> _WHAT TO PRODUCE_
Read the listing and extract each line that includes the word "horse".

> _LISTED RECORDS_
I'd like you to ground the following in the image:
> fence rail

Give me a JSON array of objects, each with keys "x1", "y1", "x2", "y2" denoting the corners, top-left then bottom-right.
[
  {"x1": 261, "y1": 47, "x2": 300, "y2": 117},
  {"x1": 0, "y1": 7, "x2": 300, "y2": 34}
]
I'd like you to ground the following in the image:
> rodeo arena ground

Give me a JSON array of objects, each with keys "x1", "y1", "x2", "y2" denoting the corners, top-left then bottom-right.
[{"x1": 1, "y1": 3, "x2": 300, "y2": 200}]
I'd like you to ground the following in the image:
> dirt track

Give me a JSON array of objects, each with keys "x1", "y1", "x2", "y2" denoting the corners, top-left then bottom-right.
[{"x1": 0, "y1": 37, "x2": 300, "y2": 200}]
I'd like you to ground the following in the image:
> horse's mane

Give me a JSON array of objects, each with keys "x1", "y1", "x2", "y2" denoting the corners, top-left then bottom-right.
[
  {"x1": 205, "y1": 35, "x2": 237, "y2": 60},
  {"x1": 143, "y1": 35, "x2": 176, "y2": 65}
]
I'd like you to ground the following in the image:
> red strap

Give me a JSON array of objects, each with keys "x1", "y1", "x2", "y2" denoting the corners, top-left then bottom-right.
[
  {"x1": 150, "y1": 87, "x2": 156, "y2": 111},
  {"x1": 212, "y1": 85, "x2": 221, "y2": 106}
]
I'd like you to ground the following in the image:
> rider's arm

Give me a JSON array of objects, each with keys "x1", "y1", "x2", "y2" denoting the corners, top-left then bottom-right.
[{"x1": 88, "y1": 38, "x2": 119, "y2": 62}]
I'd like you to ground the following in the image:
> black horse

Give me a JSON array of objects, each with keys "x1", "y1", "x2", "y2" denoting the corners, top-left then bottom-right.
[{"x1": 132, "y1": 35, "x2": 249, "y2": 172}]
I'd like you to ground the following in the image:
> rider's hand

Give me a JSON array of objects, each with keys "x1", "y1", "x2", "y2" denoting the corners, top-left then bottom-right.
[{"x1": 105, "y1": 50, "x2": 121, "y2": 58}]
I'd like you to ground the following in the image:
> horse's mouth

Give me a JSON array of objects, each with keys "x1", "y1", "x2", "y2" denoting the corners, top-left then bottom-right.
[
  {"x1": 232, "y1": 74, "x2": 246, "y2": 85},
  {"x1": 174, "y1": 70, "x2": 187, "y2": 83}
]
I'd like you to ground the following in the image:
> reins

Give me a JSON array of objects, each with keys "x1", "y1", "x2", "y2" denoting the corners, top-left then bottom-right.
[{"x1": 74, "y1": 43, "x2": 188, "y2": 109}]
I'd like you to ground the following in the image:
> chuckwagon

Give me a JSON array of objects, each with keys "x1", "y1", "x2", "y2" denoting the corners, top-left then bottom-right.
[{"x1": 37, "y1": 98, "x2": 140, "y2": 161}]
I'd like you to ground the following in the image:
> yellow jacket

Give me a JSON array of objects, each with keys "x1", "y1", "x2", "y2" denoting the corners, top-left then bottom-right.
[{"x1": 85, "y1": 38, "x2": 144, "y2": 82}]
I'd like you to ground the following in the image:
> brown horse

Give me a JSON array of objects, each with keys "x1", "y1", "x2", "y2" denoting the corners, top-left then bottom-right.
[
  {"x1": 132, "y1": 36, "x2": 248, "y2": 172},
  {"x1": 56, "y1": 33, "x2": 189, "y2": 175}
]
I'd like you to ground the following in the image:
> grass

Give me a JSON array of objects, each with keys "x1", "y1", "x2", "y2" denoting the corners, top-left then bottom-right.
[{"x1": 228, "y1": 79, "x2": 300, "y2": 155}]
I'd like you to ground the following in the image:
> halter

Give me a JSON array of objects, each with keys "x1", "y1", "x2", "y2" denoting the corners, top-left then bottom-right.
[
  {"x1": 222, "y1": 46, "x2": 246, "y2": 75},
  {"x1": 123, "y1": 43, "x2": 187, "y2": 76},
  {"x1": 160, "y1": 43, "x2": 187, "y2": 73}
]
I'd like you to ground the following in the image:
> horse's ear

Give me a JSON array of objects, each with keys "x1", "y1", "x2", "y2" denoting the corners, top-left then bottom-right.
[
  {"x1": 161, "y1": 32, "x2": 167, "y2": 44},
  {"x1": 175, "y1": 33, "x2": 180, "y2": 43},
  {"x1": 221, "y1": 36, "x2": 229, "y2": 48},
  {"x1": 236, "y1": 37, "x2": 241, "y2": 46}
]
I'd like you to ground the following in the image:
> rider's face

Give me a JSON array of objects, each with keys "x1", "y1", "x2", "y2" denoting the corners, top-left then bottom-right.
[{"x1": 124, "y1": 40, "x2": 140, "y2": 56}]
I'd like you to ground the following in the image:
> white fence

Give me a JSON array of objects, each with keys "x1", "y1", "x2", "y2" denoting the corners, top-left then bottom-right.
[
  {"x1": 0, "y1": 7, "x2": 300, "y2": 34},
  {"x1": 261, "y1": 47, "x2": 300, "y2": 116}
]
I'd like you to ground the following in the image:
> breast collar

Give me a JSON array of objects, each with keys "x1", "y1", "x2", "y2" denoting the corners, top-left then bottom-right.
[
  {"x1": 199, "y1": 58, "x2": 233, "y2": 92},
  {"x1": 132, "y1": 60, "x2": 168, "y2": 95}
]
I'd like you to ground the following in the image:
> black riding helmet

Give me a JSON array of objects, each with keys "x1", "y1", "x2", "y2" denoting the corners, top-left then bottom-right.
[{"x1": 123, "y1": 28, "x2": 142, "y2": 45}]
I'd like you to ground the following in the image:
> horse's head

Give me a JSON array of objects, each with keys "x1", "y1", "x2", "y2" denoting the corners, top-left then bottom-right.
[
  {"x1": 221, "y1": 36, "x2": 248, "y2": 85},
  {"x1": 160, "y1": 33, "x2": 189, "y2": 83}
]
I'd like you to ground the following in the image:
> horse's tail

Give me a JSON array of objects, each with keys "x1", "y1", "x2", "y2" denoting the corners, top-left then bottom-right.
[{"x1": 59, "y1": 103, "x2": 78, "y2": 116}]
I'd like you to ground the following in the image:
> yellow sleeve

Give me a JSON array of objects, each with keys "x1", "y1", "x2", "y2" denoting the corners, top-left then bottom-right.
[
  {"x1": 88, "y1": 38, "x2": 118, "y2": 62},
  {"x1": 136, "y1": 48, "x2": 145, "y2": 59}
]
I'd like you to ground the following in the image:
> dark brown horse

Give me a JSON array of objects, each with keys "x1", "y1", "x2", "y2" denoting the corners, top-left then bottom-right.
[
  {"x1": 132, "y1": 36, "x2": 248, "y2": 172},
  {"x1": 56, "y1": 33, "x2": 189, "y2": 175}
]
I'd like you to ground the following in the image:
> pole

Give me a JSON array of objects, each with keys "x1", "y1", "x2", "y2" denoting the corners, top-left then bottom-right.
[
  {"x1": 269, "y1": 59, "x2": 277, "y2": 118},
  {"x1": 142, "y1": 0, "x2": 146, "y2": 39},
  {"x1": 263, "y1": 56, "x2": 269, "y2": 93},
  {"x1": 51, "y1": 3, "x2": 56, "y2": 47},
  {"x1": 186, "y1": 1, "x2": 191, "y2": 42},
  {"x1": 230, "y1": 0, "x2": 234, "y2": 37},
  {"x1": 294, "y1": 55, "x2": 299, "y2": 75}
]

> _ANSWER BELOW_
> horse's mane
> black horse
> horse's mouth
> brown horse
> horse's ear
> horse's head
> horse's tail
> dark brown horse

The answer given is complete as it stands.